*** Opening of Dataset entries ***

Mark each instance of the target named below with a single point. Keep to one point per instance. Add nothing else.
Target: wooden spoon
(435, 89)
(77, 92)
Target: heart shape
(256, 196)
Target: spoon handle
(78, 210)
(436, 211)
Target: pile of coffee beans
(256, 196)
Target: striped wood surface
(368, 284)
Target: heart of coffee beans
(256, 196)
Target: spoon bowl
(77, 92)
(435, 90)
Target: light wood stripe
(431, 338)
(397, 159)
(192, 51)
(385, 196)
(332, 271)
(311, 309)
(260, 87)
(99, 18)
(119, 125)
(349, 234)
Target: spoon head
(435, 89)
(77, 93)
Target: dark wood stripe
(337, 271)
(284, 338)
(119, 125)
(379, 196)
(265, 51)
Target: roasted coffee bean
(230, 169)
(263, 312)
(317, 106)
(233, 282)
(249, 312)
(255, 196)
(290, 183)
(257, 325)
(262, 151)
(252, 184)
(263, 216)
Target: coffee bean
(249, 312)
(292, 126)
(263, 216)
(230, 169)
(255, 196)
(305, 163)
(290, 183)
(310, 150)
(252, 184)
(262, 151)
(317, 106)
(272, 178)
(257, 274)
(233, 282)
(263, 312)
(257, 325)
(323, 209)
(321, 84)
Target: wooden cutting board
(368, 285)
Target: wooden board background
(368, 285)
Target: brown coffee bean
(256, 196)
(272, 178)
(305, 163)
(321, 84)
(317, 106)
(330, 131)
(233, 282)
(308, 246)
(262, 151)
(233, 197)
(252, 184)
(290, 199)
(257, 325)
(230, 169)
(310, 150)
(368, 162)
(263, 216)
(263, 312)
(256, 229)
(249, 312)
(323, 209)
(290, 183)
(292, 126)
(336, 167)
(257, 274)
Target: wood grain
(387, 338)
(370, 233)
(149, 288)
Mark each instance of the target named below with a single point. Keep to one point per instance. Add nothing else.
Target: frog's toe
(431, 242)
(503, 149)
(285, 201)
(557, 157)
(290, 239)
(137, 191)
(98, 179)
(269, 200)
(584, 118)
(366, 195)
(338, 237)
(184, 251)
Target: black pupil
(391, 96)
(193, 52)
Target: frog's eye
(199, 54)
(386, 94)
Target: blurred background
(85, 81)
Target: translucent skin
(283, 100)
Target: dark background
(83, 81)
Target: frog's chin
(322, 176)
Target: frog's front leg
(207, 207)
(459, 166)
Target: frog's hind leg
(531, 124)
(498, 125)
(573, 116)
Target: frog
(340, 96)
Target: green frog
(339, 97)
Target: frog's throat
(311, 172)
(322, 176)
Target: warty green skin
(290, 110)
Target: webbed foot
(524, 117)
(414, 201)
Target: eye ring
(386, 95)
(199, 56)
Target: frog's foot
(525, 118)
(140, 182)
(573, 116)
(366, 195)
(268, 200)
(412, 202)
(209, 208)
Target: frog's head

*** Close of Dataset entries ***

Work required:
Print the full listing again, word for word.

Answer section:
Mark each instance of the target named below with a single point. Keep to one point per instance. Add nothing else.
Target: wooden spoon
(435, 89)
(77, 92)
Target: heart shape
(256, 196)
Target: spoon handle
(78, 210)
(436, 211)
Target: pile of coffee beans
(256, 196)
Target: striped wood surface
(368, 284)
Target: heart of coffee beans
(256, 196)
Target: spoon bowl
(77, 92)
(435, 90)
Target: light wood stripe
(431, 338)
(397, 159)
(192, 51)
(385, 196)
(332, 271)
(311, 309)
(260, 87)
(99, 18)
(119, 125)
(349, 234)
Target: spoon head
(435, 89)
(77, 93)
Target: dark wood stripe
(337, 271)
(284, 338)
(119, 125)
(379, 196)
(265, 51)
Target: roasted coffee bean
(230, 169)
(263, 312)
(317, 106)
(233, 282)
(249, 312)
(255, 196)
(290, 183)
(257, 325)
(262, 151)
(252, 184)
(263, 216)
Target: coffee bean
(249, 312)
(292, 126)
(263, 216)
(230, 169)
(255, 196)
(305, 163)
(290, 183)
(310, 150)
(252, 184)
(262, 151)
(317, 106)
(272, 178)
(257, 274)
(233, 282)
(263, 312)
(257, 325)
(323, 209)
(321, 84)
Target: wooden cutting board
(368, 285)
Target: wooden board background
(368, 285)
Target: brown coffee bean
(256, 196)
(272, 178)
(305, 163)
(321, 84)
(317, 106)
(330, 131)
(233, 282)
(308, 246)
(262, 151)
(233, 197)
(252, 184)
(290, 199)
(257, 325)
(230, 169)
(310, 150)
(368, 162)
(263, 216)
(263, 312)
(256, 229)
(249, 312)
(323, 209)
(290, 183)
(292, 126)
(336, 167)
(257, 274)
Target: wood grain
(387, 338)
(370, 233)
(149, 288)
Mark each instance of the target named below with a single point. Keep to one point per instance. Add nothing else.
Target: frog's toe
(431, 242)
(503, 149)
(285, 201)
(557, 157)
(290, 239)
(137, 191)
(98, 179)
(269, 200)
(584, 118)
(366, 195)
(338, 237)
(184, 251)
Target: black pupil
(391, 96)
(193, 52)
Target: frog's eye
(199, 54)
(386, 94)
Target: blurred background
(85, 81)
Target: translucent skin
(283, 100)
Target: dark background
(83, 81)
Target: frog's chin
(322, 176)
Target: frog's front leg
(207, 207)
(459, 166)
Target: frog's hind leg
(531, 124)
(498, 125)
(573, 116)
Target: frog
(340, 96)
Target: green frog
(339, 97)
Target: frog's throat
(311, 172)
(322, 176)
Target: warty green skin
(290, 110)
Target: webbed foot
(524, 117)
(414, 201)
Target: eye ring
(386, 95)
(199, 56)
Target: frog's foot
(525, 118)
(140, 182)
(573, 116)
(366, 195)
(268, 200)
(412, 202)
(209, 208)
Target: frog's head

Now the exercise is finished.